Durante ogni crisi, come quella che il mondo occidentale viveva nella metà del Novecento, emergono in tutta la loro evidenza quegli elementi della condizione umana che sempre erano stati presenti allo stato di latenza. Afferma la Zambrano che: «Speranza e necessità si configurano in modi differenti, creando la peculiare struttura di ogni cultura e di ogni epoca in ogni cultura» (p. 126), si tratta di due punti imprescindibili che si rapportano tra di loro dinamicamente potendo conseguire un’armonia oppure degenerare verso soluzioni estreme e fatali.
Le élites sono guidate nel loro agire dalla speranza, le masse dalla necessità; al grido di libertà! delle prime corrisponde quello di pane! per le seconde. Ma la realtà è più complessa e dinamica di questo schema dualistico: l’ideale elitario rimane sterile se non riesce ad incarnarsi nella concretezza di una determinata situazione storico-sociale, d’altra parte anche l’azione scaturente dalla necessità si accompagna ad una speranza che diventa ideale.

Materiale di riferimento
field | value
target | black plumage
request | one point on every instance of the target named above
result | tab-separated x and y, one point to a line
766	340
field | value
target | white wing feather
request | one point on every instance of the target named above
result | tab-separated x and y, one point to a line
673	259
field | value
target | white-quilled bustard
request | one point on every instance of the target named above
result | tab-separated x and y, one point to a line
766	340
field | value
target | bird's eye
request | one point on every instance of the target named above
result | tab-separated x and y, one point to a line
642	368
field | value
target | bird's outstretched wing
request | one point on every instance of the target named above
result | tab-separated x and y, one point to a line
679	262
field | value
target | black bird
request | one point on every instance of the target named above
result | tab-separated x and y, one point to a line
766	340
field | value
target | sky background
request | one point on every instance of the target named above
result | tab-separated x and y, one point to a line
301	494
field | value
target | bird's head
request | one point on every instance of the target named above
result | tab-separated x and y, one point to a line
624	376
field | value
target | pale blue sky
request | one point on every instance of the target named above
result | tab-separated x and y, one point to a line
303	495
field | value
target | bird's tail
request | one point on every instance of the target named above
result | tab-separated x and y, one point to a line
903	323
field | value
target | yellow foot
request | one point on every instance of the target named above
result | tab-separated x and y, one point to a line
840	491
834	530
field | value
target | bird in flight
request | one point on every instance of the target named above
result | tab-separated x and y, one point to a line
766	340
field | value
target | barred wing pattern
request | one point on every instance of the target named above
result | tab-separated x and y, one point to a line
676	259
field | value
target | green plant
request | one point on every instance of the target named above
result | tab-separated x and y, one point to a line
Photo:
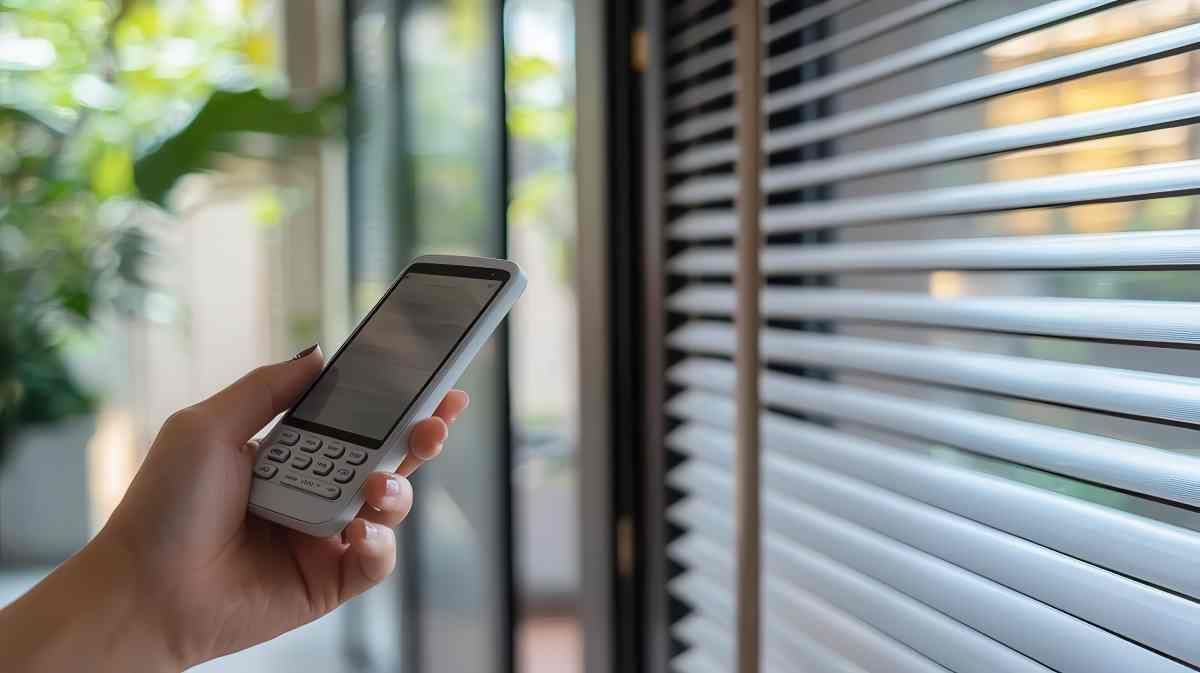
103	107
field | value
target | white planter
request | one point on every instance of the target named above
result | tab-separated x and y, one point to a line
43	493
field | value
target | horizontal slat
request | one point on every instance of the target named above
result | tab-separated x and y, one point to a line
1119	184
703	156
1026	625
804	18
701	31
1125	250
857	34
900	617
1134	118
937	49
1071	66
1167	323
1151	617
1146	550
805	619
1101	460
1104	389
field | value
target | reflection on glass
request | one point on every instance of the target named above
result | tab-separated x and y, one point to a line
1145	82
539	38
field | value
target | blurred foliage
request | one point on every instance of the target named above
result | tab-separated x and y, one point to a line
541	128
105	104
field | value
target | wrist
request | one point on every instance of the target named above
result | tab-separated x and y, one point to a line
129	608
93	613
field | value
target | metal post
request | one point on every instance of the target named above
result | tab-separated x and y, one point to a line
747	319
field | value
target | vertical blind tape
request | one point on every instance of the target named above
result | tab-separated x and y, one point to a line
1134	546
1035	74
1105	389
1155	618
1134	118
936	49
1101	460
897	614
810	624
857	34
1024	624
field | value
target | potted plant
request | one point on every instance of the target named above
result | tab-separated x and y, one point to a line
103	107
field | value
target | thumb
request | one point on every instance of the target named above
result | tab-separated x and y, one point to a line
241	409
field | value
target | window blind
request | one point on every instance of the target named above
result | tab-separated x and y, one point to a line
979	394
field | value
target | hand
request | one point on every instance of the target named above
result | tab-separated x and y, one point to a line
205	577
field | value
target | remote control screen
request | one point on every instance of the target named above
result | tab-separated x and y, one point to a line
389	360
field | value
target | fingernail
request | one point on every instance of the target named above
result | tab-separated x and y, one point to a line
393	486
305	352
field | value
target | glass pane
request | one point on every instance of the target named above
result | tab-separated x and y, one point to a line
540	85
430	182
1120	86
235	272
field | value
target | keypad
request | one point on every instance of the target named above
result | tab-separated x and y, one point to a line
336	462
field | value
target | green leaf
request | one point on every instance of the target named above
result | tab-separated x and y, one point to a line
213	128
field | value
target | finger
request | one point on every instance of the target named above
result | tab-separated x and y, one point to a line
389	498
243	409
454	403
370	558
424	444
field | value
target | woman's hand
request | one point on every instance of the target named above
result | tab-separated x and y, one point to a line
181	574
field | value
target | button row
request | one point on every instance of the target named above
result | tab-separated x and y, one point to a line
324	466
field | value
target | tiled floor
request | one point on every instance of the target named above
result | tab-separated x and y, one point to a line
545	644
550	644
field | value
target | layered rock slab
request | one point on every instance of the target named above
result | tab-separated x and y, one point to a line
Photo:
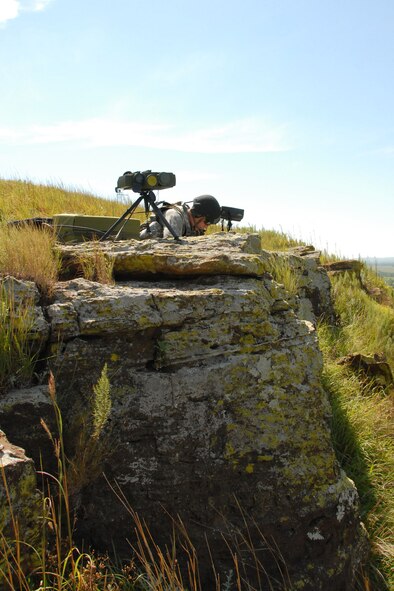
218	416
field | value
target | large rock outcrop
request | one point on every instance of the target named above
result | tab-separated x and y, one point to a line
218	415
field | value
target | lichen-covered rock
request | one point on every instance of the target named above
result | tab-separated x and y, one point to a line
217	414
20	502
227	254
217	411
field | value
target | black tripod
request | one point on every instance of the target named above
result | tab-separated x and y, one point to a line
149	199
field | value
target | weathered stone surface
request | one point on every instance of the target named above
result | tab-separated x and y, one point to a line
21	412
344	266
228	254
24	298
218	415
313	298
217	405
19	499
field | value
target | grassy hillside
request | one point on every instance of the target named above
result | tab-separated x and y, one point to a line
362	409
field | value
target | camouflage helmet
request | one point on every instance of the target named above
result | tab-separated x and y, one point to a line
208	207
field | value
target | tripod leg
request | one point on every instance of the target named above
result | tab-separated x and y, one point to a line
127	213
163	220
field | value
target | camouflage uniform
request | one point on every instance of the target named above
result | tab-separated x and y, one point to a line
178	218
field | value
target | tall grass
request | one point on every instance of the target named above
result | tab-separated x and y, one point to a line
28	253
20	199
363	413
362	423
17	352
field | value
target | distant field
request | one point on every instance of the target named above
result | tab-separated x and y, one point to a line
383	267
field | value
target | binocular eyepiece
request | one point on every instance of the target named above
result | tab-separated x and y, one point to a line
139	182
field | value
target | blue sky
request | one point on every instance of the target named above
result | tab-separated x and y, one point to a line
281	107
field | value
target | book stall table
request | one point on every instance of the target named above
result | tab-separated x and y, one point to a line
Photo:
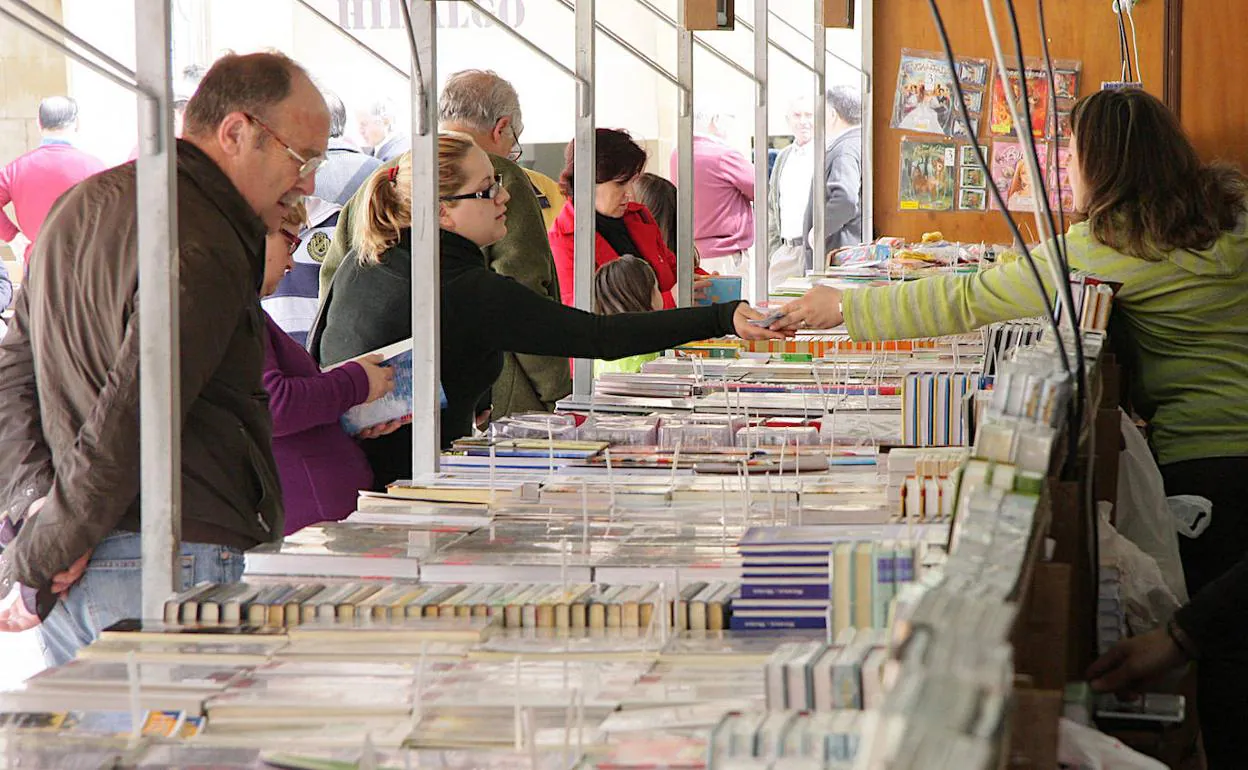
569	600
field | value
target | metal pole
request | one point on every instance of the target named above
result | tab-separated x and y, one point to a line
724	58
761	258
818	184
160	387
845	61
584	169
684	164
421	25
73	54
628	46
750	28
867	21
109	60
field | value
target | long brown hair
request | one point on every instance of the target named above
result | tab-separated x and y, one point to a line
1147	191
618	160
659	196
388	196
624	286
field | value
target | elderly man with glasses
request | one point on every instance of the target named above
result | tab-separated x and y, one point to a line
255	134
484	106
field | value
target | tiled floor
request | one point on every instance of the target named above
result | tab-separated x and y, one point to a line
19	658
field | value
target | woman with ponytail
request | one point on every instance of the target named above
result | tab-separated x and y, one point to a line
483	313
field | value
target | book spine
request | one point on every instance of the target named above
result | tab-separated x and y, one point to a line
745	624
811	592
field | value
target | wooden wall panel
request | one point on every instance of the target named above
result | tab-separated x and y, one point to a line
1214	94
1085	30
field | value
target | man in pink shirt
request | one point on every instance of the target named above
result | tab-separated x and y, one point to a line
35	180
723	200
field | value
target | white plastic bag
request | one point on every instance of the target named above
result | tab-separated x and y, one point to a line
1143	514
1147	600
1081	748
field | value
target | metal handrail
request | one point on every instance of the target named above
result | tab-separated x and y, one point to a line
628	46
60	28
724	58
808	39
130	85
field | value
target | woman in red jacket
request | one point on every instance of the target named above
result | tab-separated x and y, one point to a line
624	227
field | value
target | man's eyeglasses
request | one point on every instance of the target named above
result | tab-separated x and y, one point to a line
307	165
292	242
488	194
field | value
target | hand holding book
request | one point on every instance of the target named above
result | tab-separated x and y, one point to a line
381	378
749	331
819	308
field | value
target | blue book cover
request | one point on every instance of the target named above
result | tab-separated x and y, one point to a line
768	624
904	565
723	288
396	404
758	590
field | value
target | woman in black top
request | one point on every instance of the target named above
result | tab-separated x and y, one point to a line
483	313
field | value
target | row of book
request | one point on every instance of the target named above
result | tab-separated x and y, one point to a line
936	408
785	739
810	577
816	675
698	605
922	483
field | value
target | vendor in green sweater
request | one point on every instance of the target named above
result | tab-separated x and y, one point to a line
484	106
1173	231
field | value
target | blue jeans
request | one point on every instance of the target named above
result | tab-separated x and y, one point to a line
111	587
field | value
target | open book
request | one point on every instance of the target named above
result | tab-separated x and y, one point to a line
396	404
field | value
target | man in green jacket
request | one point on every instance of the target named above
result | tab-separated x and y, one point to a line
484	106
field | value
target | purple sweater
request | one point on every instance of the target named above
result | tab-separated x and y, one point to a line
322	468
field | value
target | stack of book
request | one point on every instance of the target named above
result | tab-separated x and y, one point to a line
922	483
784	739
816	675
935	408
1111	625
698	605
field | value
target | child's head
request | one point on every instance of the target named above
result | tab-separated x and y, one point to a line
625	286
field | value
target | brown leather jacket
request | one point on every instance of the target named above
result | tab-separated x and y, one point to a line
69	376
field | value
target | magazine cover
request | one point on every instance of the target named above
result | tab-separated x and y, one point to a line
1012	177
1063	181
1001	121
972	200
927	175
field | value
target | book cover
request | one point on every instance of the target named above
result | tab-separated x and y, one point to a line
396	404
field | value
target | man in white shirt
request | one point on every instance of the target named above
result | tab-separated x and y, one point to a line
789	196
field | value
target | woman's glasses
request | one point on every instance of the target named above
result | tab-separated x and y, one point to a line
488	194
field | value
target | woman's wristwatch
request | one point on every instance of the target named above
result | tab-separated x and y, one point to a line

Compiti da svolgere
1. Si riproponga testualmente il passo del brano su speranza e necessità che va da "Durante ogni crisi, come" a "estreme e fatali.".
2. Per ciascuna delle due forze, speranza e necessità, si indichino il gruppo sociale e il grido che il brano su speranza e necessità vi associa.

Soluzioni dei compiti
1.
Durante ogni crisi, come quella che il mondo occidentale viveva nella metà del Novecento, emergono in tutta la loro evidenza quegli elementi della condizione umana che sempre erano stati presenti allo stato di latenza. Afferma la Zambrano che: «Speranza e necessità si configurano in modi differenti, creando la peculiare struttura di ogni cultura e di ogni epoca in ogni cultura» (p. 126), si tratta di due punti imprescindibili che si rapportano tra di loro dinamicamente potendo conseguire un’armonia oppure degenerare verso soluzioni estreme e fatali.

2.
Speranza: le élites, il grido «libertà!».
Necessità: le masse, il grido «pane!».